**PROBLEM STATEMENT**
For this exercise, output the line containing "Please segment every instance of the man's" and all lines after it to the end of the records, exactly, with no other content.

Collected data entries
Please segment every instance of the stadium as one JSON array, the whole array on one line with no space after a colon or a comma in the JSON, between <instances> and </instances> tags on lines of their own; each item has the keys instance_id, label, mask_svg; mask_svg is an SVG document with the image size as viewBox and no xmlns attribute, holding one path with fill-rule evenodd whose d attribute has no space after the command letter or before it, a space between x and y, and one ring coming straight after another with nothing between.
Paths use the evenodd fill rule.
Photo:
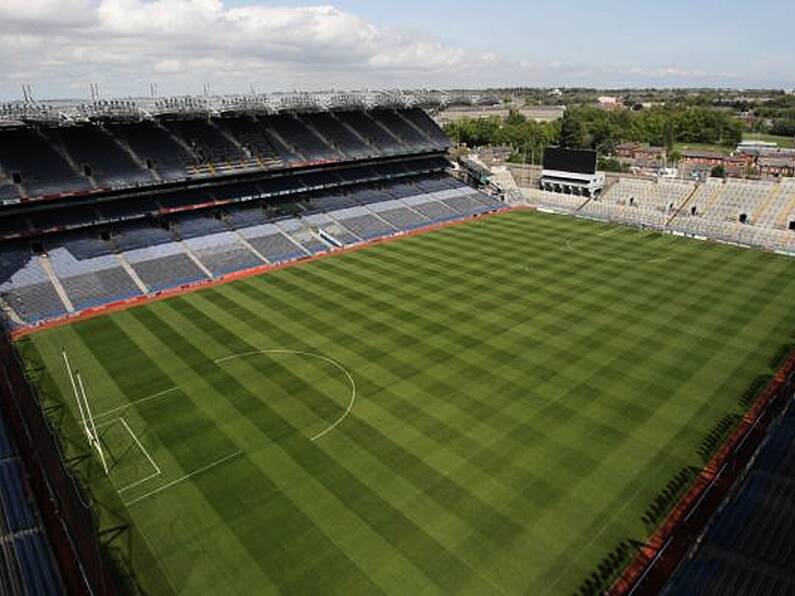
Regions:
<instances>
[{"instance_id":1,"label":"stadium","mask_svg":"<svg viewBox=\"0 0 795 596\"><path fill-rule=\"evenodd\" d=\"M795 591L795 185L520 190L483 99L0 108L8 593Z\"/></svg>"}]
</instances>

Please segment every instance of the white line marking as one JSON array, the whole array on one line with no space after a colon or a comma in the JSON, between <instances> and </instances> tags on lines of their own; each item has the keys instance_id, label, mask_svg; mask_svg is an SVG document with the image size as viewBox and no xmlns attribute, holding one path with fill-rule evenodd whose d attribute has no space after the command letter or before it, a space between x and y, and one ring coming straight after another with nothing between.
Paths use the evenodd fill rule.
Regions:
<instances>
[{"instance_id":1,"label":"white line marking","mask_svg":"<svg viewBox=\"0 0 795 596\"><path fill-rule=\"evenodd\" d=\"M263 349L263 350L252 350L250 352L241 352L240 354L232 354L231 356L224 356L223 358L217 358L216 360L214 360L214 362L216 364L220 365L220 364L223 364L224 362L228 362L228 361L234 360L236 358L246 358L247 356L256 356L258 354L295 354L295 355L298 355L298 356L309 356L310 358L318 358L320 360L323 360L323 361L331 364L337 370L342 371L342 373L348 378L348 382L351 385L351 399L348 402L348 407L345 408L345 411L334 422L334 424L332 424L331 426L329 426L325 430L322 430L321 432L317 433L315 436L310 437L309 438L310 441L317 441L323 435L325 435L327 433L330 433L332 430L337 428L337 426L339 426L342 423L342 421L345 420L345 418L348 417L348 414L351 413L351 410L353 409L353 404L356 401L356 381L353 380L353 376L351 376L351 373L348 372L347 368L345 368L342 364L340 364L339 362L337 362L333 358L329 358L328 356L323 356L322 354L316 354L314 352L302 352L300 350L267 350L267 349Z\"/></svg>"},{"instance_id":2,"label":"white line marking","mask_svg":"<svg viewBox=\"0 0 795 596\"><path fill-rule=\"evenodd\" d=\"M135 488L136 486L143 484L147 480L151 480L152 478L157 478L158 476L160 476L160 471L152 472L151 474L149 474L149 476L146 476L145 478L141 478L140 480L136 480L132 484L128 484L127 486L123 486L122 488L117 489L116 492L122 494L124 491L130 490L131 488Z\"/></svg>"},{"instance_id":3,"label":"white line marking","mask_svg":"<svg viewBox=\"0 0 795 596\"><path fill-rule=\"evenodd\" d=\"M153 399L162 397L167 393L176 391L177 389L179 389L179 387L171 387L170 389L166 389L165 391L161 391L160 393L155 393L147 397L142 397L141 399L136 399L135 401L131 401L130 403L124 404L123 406L119 406L118 408L113 408L111 410L108 410L107 412L102 412L102 414L97 414L96 416L94 416L94 420L97 420L99 418L105 418L106 416L110 416L111 414L115 414L116 412L121 412L122 410L126 410L127 408L132 408L133 406L137 406L138 404L142 404L147 401L152 401Z\"/></svg>"},{"instance_id":4,"label":"white line marking","mask_svg":"<svg viewBox=\"0 0 795 596\"><path fill-rule=\"evenodd\" d=\"M206 472L207 470L209 470L211 468L214 468L216 466L219 466L222 463L225 463L225 462L229 461L230 459L232 459L234 457L237 457L238 455L242 455L242 454L243 454L242 451L235 451L234 453L230 453L229 455L226 455L226 456L224 456L224 457L222 457L220 459L215 460L214 462L212 462L210 464L207 464L206 466L203 466L203 467L199 468L198 470L194 470L190 474L185 474L181 478L177 478L176 480L172 480L171 482L169 482L167 484L164 484L163 486L161 486L159 488L156 488L155 490L149 491L146 494L143 494L143 495L141 495L139 497L135 497L134 499L132 499L130 501L127 501L126 503L124 503L124 506L125 507L130 507L132 505L135 505L139 501L143 501L144 499L146 499L148 497L151 497L153 495L161 493L164 490L166 490L167 488L171 488L175 484L179 484L180 482L184 482L185 480L188 480L189 478L193 478L197 474L201 474L202 472Z\"/></svg>"},{"instance_id":5,"label":"white line marking","mask_svg":"<svg viewBox=\"0 0 795 596\"><path fill-rule=\"evenodd\" d=\"M124 488L120 488L118 491L116 491L119 494L121 494L121 493L123 493L126 490L130 490L131 488L135 488L136 486L138 486L139 484L141 484L143 482L146 482L147 480L151 480L155 476L160 476L161 471L160 471L160 466L158 466L157 463L155 463L155 460L152 459L151 455L149 455L149 452L146 450L146 447L144 447L141 444L141 441L138 440L138 437L135 436L135 433L130 428L130 425L127 424L127 421L124 418L119 418L119 420L121 420L121 423L124 425L124 428L127 429L127 432L130 433L130 436L133 438L133 441L135 441L135 444L138 445L138 448L141 451L144 452L144 455L146 456L146 459L149 460L149 463L152 464L152 467L155 469L155 473L154 474L151 474L151 475L147 476L143 480L138 480L136 482L133 482L132 484L129 484L129 485L125 486Z\"/></svg>"},{"instance_id":6,"label":"white line marking","mask_svg":"<svg viewBox=\"0 0 795 596\"><path fill-rule=\"evenodd\" d=\"M138 437L135 436L135 433L132 431L132 429L130 428L130 425L127 424L127 421L124 418L119 417L119 418L114 418L113 420L107 420L105 422L100 423L99 428L106 428L106 427L108 427L108 426L110 426L112 424L115 424L115 423L119 422L119 421L121 421L121 423L124 425L124 428L127 429L127 432L133 438L133 441L135 441L135 443L138 445L138 448L141 451L143 451L144 456L146 457L146 459L149 460L149 463L152 465L152 467L155 470L154 473L149 474L149 476L147 476L146 478L142 478L140 480L136 480L132 484L128 484L127 486L124 486L122 488L116 489L116 492L121 494L121 493L123 493L126 490L130 490L131 488L135 488L139 484L143 484L147 480L151 480L152 478L156 478L157 476L160 476L163 472L160 469L160 466L158 466L157 463L155 463L155 460L152 459L152 457L149 455L149 452L146 449L144 449L144 446L138 440Z\"/></svg>"}]
</instances>

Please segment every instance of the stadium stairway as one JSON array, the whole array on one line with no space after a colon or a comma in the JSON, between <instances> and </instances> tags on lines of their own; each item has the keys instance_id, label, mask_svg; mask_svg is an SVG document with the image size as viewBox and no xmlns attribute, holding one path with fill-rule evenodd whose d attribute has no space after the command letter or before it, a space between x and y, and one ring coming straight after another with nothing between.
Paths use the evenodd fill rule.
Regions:
<instances>
[{"instance_id":1,"label":"stadium stairway","mask_svg":"<svg viewBox=\"0 0 795 596\"><path fill-rule=\"evenodd\" d=\"M142 294L148 294L149 288L146 287L146 284L138 277L138 274L135 272L135 269L130 267L130 264L127 262L127 259L124 258L124 255L121 253L116 253L114 255L116 260L121 265L121 268L127 272L127 275L130 276L130 279L133 280L133 283L138 287Z\"/></svg>"},{"instance_id":2,"label":"stadium stairway","mask_svg":"<svg viewBox=\"0 0 795 596\"><path fill-rule=\"evenodd\" d=\"M347 130L347 131L348 131L348 132L349 132L351 135L353 135L354 137L356 137L356 138L359 140L359 142L361 142L363 145L365 145L365 146L369 147L369 148L372 150L372 153L371 153L371 156L372 156L372 157L377 157L378 155L380 155L380 152L378 151L378 148L377 148L375 145L373 145L373 144L372 144L372 143L371 143L371 142L370 142L368 139L366 139L364 136L362 136L361 134L359 134L359 131L357 131L355 128L353 128L353 127L352 127L350 124L348 124L348 123L347 123L345 120L343 120L343 119L341 119L341 118L337 117L337 115L336 115L334 112L329 112L329 114L331 115L331 117L332 117L334 120L336 120L336 121L337 121L337 123L339 123L339 125L340 125L340 126L342 126L344 129L346 129L346 130Z\"/></svg>"},{"instance_id":3,"label":"stadium stairway","mask_svg":"<svg viewBox=\"0 0 795 596\"><path fill-rule=\"evenodd\" d=\"M333 151L334 153L336 153L336 154L337 154L337 156L338 156L340 159L342 159L342 158L344 157L344 156L343 156L343 154L342 154L342 151L341 151L341 150L340 150L340 148L339 148L339 146L337 146L337 144L336 144L336 143L333 143L333 142L332 142L332 141L330 141L328 138L326 138L326 136L325 136L323 133L321 133L321 132L320 132L320 131L317 129L317 127L315 127L315 126L312 124L312 120L311 120L310 118L308 118L308 117L303 117L303 118L302 118L300 115L296 114L296 115L295 115L295 119L296 119L296 120L298 120L298 121L299 121L301 124L303 124L304 126L306 126L306 128L307 128L307 129L308 129L308 130L309 130L309 131L310 131L312 134L314 134L314 135L315 135L315 136L316 136L318 139L320 139L320 140L323 142L323 144L324 144L324 145L326 145L326 146L327 146L327 147L328 147L328 148L329 148L331 151Z\"/></svg>"},{"instance_id":4,"label":"stadium stairway","mask_svg":"<svg viewBox=\"0 0 795 596\"><path fill-rule=\"evenodd\" d=\"M41 268L44 270L44 272L47 274L47 277L49 278L52 287L55 289L55 293L58 294L58 297L61 299L61 302L63 302L66 311L74 312L75 307L72 304L69 295L66 293L66 290L64 290L63 285L61 285L61 280L58 279L57 275L55 275L55 272L52 269L52 264L50 263L50 259L47 258L47 255L39 255L39 264L41 265Z\"/></svg>"}]
</instances>

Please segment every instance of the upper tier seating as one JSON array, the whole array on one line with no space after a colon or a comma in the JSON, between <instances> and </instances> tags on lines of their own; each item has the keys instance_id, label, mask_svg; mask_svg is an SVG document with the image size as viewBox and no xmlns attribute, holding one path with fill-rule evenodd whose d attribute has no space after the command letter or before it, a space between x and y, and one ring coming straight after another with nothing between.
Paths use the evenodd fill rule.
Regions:
<instances>
[{"instance_id":1,"label":"upper tier seating","mask_svg":"<svg viewBox=\"0 0 795 596\"><path fill-rule=\"evenodd\" d=\"M57 135L75 165L100 187L123 188L156 181L99 126L69 126L52 129L50 134Z\"/></svg>"},{"instance_id":2,"label":"upper tier seating","mask_svg":"<svg viewBox=\"0 0 795 596\"><path fill-rule=\"evenodd\" d=\"M23 196L104 193L318 163L438 153L448 146L444 133L416 108L171 115L126 123L3 128L0 204ZM405 174L411 166L371 167L374 176L389 176Z\"/></svg>"},{"instance_id":3,"label":"upper tier seating","mask_svg":"<svg viewBox=\"0 0 795 596\"><path fill-rule=\"evenodd\" d=\"M425 136L434 141L437 148L446 149L450 146L450 139L447 138L444 131L420 108L401 110L400 114L422 130Z\"/></svg>"},{"instance_id":4,"label":"upper tier seating","mask_svg":"<svg viewBox=\"0 0 795 596\"><path fill-rule=\"evenodd\" d=\"M334 114L320 112L305 114L301 118L311 124L325 139L335 143L335 148L348 159L380 156L375 148L365 143L361 137L335 118Z\"/></svg>"},{"instance_id":5,"label":"upper tier seating","mask_svg":"<svg viewBox=\"0 0 795 596\"><path fill-rule=\"evenodd\" d=\"M194 165L235 166L248 161L248 156L210 120L190 118L171 120L164 125L183 139L196 156ZM190 170L189 170L190 172Z\"/></svg>"},{"instance_id":6,"label":"upper tier seating","mask_svg":"<svg viewBox=\"0 0 795 596\"><path fill-rule=\"evenodd\" d=\"M21 187L30 197L92 190L91 182L76 172L49 139L33 129L2 131L0 169L7 176L19 175Z\"/></svg>"},{"instance_id":7,"label":"upper tier seating","mask_svg":"<svg viewBox=\"0 0 795 596\"><path fill-rule=\"evenodd\" d=\"M377 147L382 155L399 155L411 153L411 148L402 143L395 135L376 123L365 112L340 112L337 118L350 126L370 145Z\"/></svg>"},{"instance_id":8,"label":"upper tier seating","mask_svg":"<svg viewBox=\"0 0 795 596\"><path fill-rule=\"evenodd\" d=\"M278 168L283 165L273 143L256 118L223 118L219 121L237 139L240 145L249 152L249 155L260 161L265 168Z\"/></svg>"},{"instance_id":9,"label":"upper tier seating","mask_svg":"<svg viewBox=\"0 0 795 596\"><path fill-rule=\"evenodd\" d=\"M394 137L411 147L413 151L433 151L438 149L434 141L417 130L394 110L374 110L372 116L382 126L388 128Z\"/></svg>"},{"instance_id":10,"label":"upper tier seating","mask_svg":"<svg viewBox=\"0 0 795 596\"><path fill-rule=\"evenodd\" d=\"M154 122L110 124L108 129L126 142L163 180L186 178L185 164L190 163L193 157L169 131Z\"/></svg>"},{"instance_id":11,"label":"upper tier seating","mask_svg":"<svg viewBox=\"0 0 795 596\"><path fill-rule=\"evenodd\" d=\"M308 161L341 161L341 156L323 139L292 114L278 114L268 118L268 124L285 141L289 148Z\"/></svg>"}]
</instances>

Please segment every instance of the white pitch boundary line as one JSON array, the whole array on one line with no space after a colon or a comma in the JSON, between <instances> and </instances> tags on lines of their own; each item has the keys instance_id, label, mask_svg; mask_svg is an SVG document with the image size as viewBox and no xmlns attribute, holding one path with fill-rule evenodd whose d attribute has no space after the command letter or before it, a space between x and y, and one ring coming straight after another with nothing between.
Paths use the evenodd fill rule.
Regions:
<instances>
[{"instance_id":1,"label":"white pitch boundary line","mask_svg":"<svg viewBox=\"0 0 795 596\"><path fill-rule=\"evenodd\" d=\"M144 455L146 456L146 459L148 459L148 460L149 460L149 463L150 463L150 464L152 464L152 467L155 469L155 473L154 473L154 474L152 474L152 475L150 475L150 476L148 476L148 477L146 477L146 478L144 478L144 479L142 479L142 480L138 480L137 482L133 482L132 484L130 484L130 485L127 485L127 486L125 486L124 488L120 488L120 489L119 489L117 492L118 492L119 494L121 494L121 493L123 493L124 491L130 490L131 488L134 488L134 487L138 486L139 484L141 484L141 483L143 483L143 482L146 482L147 480L151 480L151 479L152 479L152 478L154 478L155 476L160 476L160 474L161 474L162 472L161 472L161 470L160 470L160 466L158 466L158 465L157 465L157 463L155 462L155 460L154 460L154 459L152 459L152 456L151 456L151 455L149 455L149 452L146 450L146 447L144 447L144 446L143 446L143 444L141 443L141 441L139 441L139 440L138 440L138 437L137 437L137 436L136 436L136 434L135 434L135 433L132 431L132 429L130 428L130 425L129 425L129 424L127 424L127 421L126 421L124 418L119 418L119 420L121 420L121 423L122 423L122 425L124 425L124 428L126 428L126 429L127 429L127 432L128 432L128 433L130 433L130 436L133 438L133 441L135 441L135 444L136 444L136 445L138 445L138 448L139 448L141 451L143 451L143 452L144 452Z\"/></svg>"},{"instance_id":2,"label":"white pitch boundary line","mask_svg":"<svg viewBox=\"0 0 795 596\"><path fill-rule=\"evenodd\" d=\"M321 432L317 433L313 437L310 437L310 441L317 441L322 436L330 433L332 430L337 428L345 418L348 417L348 414L351 413L353 410L353 404L356 401L356 381L353 380L353 376L345 368L342 364L334 360L333 358L329 358L328 356L324 356L322 354L316 354L315 352L302 352L300 350L276 350L276 349L262 349L262 350L252 350L250 352L241 352L240 354L232 354L231 356L224 356L223 358L217 358L214 360L215 364L223 364L224 362L228 362L230 360L234 360L236 358L245 358L247 356L256 356L257 354L295 354L297 356L308 356L310 358L318 358L323 360L329 364L331 364L334 368L341 371L348 379L348 383L351 385L351 399L348 402L348 407L345 408L345 411L342 415L328 428L322 430Z\"/></svg>"},{"instance_id":3,"label":"white pitch boundary line","mask_svg":"<svg viewBox=\"0 0 795 596\"><path fill-rule=\"evenodd\" d=\"M113 425L113 424L115 424L117 422L121 422L122 425L124 426L124 428L127 429L127 432L133 438L133 441L135 441L135 444L138 446L138 449L140 449L143 452L144 457L146 457L146 459L149 460L149 463L151 464L151 466L155 470L154 473L149 474L149 476L146 476L145 478L141 478L140 480L136 480L132 484L128 484L127 486L124 486L122 488L116 489L116 492L121 494L124 491L130 490L131 488L135 488L136 486L138 486L140 484L143 484L147 480L152 480L152 478L157 478L158 476L160 476L163 473L163 471L160 469L160 466L157 465L157 463L152 458L152 456L149 455L149 452L141 444L141 441L138 440L138 437L132 431L132 429L130 428L130 425L127 424L127 421L124 418L118 417L118 418L114 418L113 420L106 420L105 422L101 422L99 424L99 428L107 428L108 426L111 426L111 425Z\"/></svg>"},{"instance_id":4,"label":"white pitch boundary line","mask_svg":"<svg viewBox=\"0 0 795 596\"><path fill-rule=\"evenodd\" d=\"M131 507L132 505L135 505L139 501L143 501L144 499L146 499L148 497L151 497L151 496L154 496L154 495L156 495L158 493L161 493L164 490L166 490L168 488L171 488L172 486L174 486L176 484L179 484L180 482L184 482L185 480L188 480L189 478L193 478L197 474L201 474L203 472L206 472L207 470L210 470L211 468L214 468L216 466L220 466L221 464L226 463L230 459L235 458L238 455L242 455L242 454L243 454L242 451L235 451L234 453L230 453L229 455L225 455L224 457L222 457L220 459L217 459L214 462L207 464L206 466L202 466L198 470L194 470L190 474L185 474L184 476L182 476L180 478L177 478L176 480L172 480L171 482L168 482L167 484L164 484L163 486L161 486L159 488L151 490L151 491L149 491L146 494L140 495L140 496L135 497L134 499L132 499L130 501L127 501L126 503L124 503L124 506L125 507Z\"/></svg>"},{"instance_id":5,"label":"white pitch boundary line","mask_svg":"<svg viewBox=\"0 0 795 596\"><path fill-rule=\"evenodd\" d=\"M102 412L101 414L97 414L96 416L94 416L94 420L98 420L99 418L105 418L107 416L110 416L111 414L115 414L116 412L121 412L123 410L126 410L128 408L132 408L133 406L137 406L137 405L142 404L142 403L147 402L147 401L152 401L153 399L157 399L158 397L162 397L162 396L164 396L164 395L166 395L168 393L171 393L172 391L177 391L178 389L179 389L179 387L171 387L170 389L166 389L166 390L161 391L159 393L154 393L152 395L148 395L146 397L142 397L141 399L136 399L135 401L131 401L131 402L127 403L127 404L124 404L123 406L119 406L117 408L112 408L112 409L108 410L107 412Z\"/></svg>"}]
</instances>

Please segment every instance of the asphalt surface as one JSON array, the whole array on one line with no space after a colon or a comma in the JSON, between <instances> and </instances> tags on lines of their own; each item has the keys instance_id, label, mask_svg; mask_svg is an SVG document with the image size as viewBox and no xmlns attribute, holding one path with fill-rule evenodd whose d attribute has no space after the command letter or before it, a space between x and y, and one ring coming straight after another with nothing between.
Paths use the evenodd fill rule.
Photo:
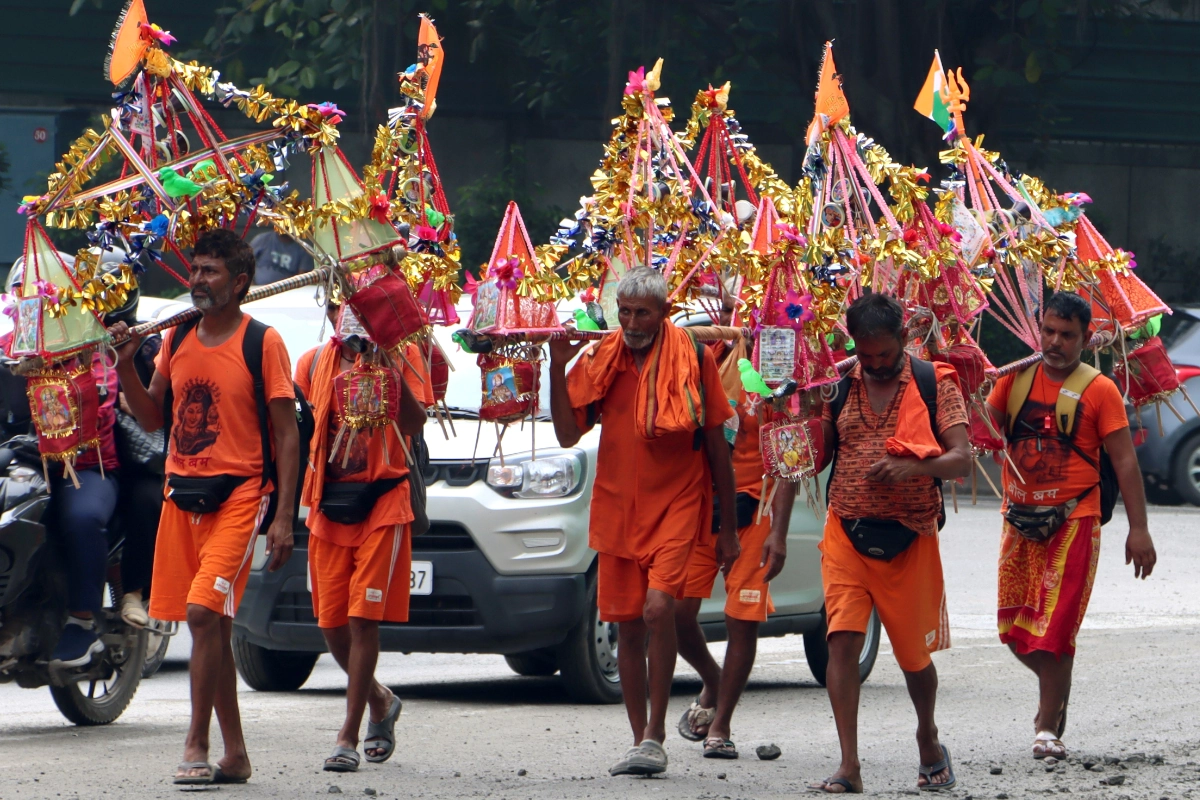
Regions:
<instances>
[{"instance_id":1,"label":"asphalt surface","mask_svg":"<svg viewBox=\"0 0 1200 800\"><path fill-rule=\"evenodd\" d=\"M935 663L938 722L959 780L951 794L1191 797L1200 790L1200 509L1153 509L1159 566L1145 582L1124 564L1120 510L1106 529L1064 737L1072 757L1050 771L1029 756L1034 678L995 637L997 511L994 502L971 508L964 498L942 538L953 647ZM0 686L0 800L178 797L182 790L169 778L181 754L188 685L186 665L174 656L186 644L181 637L173 645L172 660L107 727L70 725L45 689ZM719 658L723 645L713 651ZM331 787L388 798L783 798L837 763L828 700L797 636L760 643L734 718L738 761L705 760L698 745L674 733L698 689L681 663L668 720L670 766L658 779L608 776L629 745L622 707L572 705L556 679L514 676L499 656L390 654L378 675L405 701L399 748L387 764L352 775L320 771L340 726L345 687L325 656L298 692L243 687L255 775L246 786L199 791L227 798L328 796ZM886 640L863 688L860 720L867 791L916 794L915 722ZM216 731L214 723L219 742ZM755 746L766 743L782 749L779 760L755 758ZM217 744L214 758L219 754ZM996 769L1000 774L992 774Z\"/></svg>"}]
</instances>

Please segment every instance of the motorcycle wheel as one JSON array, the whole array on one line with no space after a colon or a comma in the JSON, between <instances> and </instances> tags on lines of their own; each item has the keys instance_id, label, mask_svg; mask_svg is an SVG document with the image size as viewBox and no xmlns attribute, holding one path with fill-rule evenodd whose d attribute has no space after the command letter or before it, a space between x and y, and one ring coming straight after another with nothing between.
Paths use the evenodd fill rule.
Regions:
<instances>
[{"instance_id":1,"label":"motorcycle wheel","mask_svg":"<svg viewBox=\"0 0 1200 800\"><path fill-rule=\"evenodd\" d=\"M50 686L54 704L76 725L107 725L129 706L142 682L146 631L138 631L133 647L105 648L101 659L89 677L66 686Z\"/></svg>"},{"instance_id":2,"label":"motorcycle wheel","mask_svg":"<svg viewBox=\"0 0 1200 800\"><path fill-rule=\"evenodd\" d=\"M158 668L167 657L167 647L171 644L170 636L161 633L146 632L146 661L142 664L142 680L154 677Z\"/></svg>"}]
</instances>

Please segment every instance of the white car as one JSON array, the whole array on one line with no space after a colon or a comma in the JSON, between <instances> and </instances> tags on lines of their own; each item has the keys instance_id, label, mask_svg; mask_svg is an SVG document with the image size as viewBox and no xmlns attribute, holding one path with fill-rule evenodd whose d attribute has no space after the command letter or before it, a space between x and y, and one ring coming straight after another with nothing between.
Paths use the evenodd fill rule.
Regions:
<instances>
[{"instance_id":1,"label":"white car","mask_svg":"<svg viewBox=\"0 0 1200 800\"><path fill-rule=\"evenodd\" d=\"M142 302L154 309L153 318L187 307L154 298ZM330 333L313 289L250 303L246 310L280 332L293 364ZM560 307L564 320L570 310ZM465 325L470 307L464 304L458 313ZM707 324L707 318L681 324ZM413 540L409 621L381 625L381 647L385 652L500 653L522 675L561 673L578 701L618 702L616 626L599 620L596 554L587 544L600 430L573 448L558 446L545 368L537 421L509 426L502 438L494 424L481 425L479 368L475 356L451 340L452 333L435 329L453 367L446 403L454 434L448 428L443 433L432 416L426 423L431 464L424 477L432 527ZM821 523L798 500L787 565L771 583L776 610L760 631L762 636L804 634L809 665L824 683L821 535ZM264 569L261 539L234 625L234 655L252 687L292 690L307 680L325 651L308 589L307 532L298 526L295 552L278 572ZM718 580L701 609L710 640L725 638L724 603ZM874 666L879 634L873 619L860 659L863 680Z\"/></svg>"}]
</instances>

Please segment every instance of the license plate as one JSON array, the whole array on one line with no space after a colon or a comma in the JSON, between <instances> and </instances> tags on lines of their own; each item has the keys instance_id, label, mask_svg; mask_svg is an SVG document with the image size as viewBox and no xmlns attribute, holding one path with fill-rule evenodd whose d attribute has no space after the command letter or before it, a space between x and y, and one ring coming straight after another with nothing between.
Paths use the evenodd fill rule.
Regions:
<instances>
[{"instance_id":1,"label":"license plate","mask_svg":"<svg viewBox=\"0 0 1200 800\"><path fill-rule=\"evenodd\" d=\"M409 594L433 594L433 562L414 561L408 579Z\"/></svg>"}]
</instances>

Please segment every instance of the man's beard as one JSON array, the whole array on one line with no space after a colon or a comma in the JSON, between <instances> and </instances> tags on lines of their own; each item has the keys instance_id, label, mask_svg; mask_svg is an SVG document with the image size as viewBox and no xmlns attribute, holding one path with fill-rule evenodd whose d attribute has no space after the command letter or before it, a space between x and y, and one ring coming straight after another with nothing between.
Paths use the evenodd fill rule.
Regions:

**FINISHED TASK**
Please segment every instance of the man's beard as one JSON array, the whole array on one line with no space after a colon or a comma in the JSON, between <instances> and </instances> tags on lines of their own; each item has the keys instance_id, label, mask_svg; mask_svg is an SVG document with the image size as viewBox and no xmlns attribute, holding one path with fill-rule evenodd whose d attribute has no space after the command letter or before it, a space between x and y, and one ring coming straight after another with nothing between.
Paths use the evenodd fill rule.
Regions:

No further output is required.